TRECHO DO DOCUMENTO:
^^^^^^^^
Mas a julgar, por um lado pelo fato de que o próprio Parra foi também durante muitos anos um professor, e por outro pelo grau de autoironia que o próprio autor, nos poemas, descarrega sobre si próprio, é difícil sustentar que a antipoesia se limite a ser apenas uma troça do intelectual, já que para que se faça troça de alguém, é preciso que esse alguém leve a si mesmo a sério, em primeiro lugar. E os sujeitos dos poemas de Parra definitivamente não se levam a sério – esta é uma grande novidade com relação ao sujeito lírico tradicional, usualmente crente da autoridade da sua sensibilidade. Mais do que um ataque aos “outros”, que meros atentados a personalidades literárias e culturais, os antipoemas são um ataque do sujeito contra si mesmo; quando falam os sujeitos de Parra, é contra si mesmos que eles falam, em primeiro lugar.
^^^^^^^^
INSTRUÇÃO DADA 1: Diga quantas das linhas abaixo contêm a palavra "each", respondendo apenas com o número.
^^^^^^^^
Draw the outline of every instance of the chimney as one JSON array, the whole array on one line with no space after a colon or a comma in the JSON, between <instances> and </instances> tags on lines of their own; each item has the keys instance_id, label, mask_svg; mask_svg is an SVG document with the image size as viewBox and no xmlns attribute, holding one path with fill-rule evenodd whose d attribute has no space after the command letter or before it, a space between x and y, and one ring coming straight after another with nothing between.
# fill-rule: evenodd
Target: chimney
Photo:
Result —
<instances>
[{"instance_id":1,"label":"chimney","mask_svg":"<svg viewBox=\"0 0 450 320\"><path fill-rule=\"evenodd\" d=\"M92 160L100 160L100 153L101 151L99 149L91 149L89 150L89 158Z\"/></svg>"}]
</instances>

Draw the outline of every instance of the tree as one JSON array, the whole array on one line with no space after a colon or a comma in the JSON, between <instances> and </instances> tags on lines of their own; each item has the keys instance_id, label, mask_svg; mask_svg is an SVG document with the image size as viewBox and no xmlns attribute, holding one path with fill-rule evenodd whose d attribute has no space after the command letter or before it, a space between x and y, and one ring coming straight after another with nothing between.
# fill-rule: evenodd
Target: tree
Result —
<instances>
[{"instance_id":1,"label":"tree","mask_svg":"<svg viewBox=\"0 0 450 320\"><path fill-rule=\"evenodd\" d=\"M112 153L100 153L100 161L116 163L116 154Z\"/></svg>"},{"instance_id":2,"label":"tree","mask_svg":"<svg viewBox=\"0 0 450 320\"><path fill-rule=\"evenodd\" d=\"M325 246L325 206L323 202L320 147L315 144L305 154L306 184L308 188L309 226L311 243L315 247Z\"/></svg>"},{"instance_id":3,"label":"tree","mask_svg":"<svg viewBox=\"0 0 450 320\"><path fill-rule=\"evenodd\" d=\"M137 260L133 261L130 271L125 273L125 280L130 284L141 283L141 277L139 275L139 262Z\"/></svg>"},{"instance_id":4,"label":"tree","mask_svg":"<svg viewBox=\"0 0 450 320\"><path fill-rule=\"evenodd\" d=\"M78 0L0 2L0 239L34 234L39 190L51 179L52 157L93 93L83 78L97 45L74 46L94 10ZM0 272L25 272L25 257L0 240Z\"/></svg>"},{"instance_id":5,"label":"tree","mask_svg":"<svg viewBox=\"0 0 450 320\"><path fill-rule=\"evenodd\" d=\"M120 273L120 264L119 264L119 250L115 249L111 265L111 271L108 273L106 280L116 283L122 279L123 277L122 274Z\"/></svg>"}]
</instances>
^^^^^^^^
INSTRUÇÃO DADA 2: Transcreva o trecho sobre a antipoesia de Parra a partir das palavras "Mas a julgar, por" e pare depois de "falam, em primeiro lugar.".

SOLUÇÃO ESCRITA 1: 2

SOLUÇÃO ESCRITA 2:
Mas a julgar, por um lado pelo fato de que o próprio Parra foi também durante muitos anos um professor, e por outro pelo grau de autoironia que o próprio autor, nos poemas, descarrega sobre si próprio, é difícil sustentar que a antipoesia se limite a ser apenas uma troça do intelectual, já que para que se faça troça de alguém, é preciso que esse alguém leve a si mesmo a sério, em primeiro lugar. E os sujeitos dos poemas de Parra definitivamente não se levam a sério – esta é uma grande novidade com relação ao sujeito lírico tradicional, usualmente crente da autoridade da sua sensibilidade. Mais do que um ataque aos “outros”, que meros atentados a personalidades literárias e culturais, os antipoemas são um ataque do sujeito contra si mesmo; quando falam os sujeitos de Parra, é contra si mesmos que eles falam, em primeiro lugar.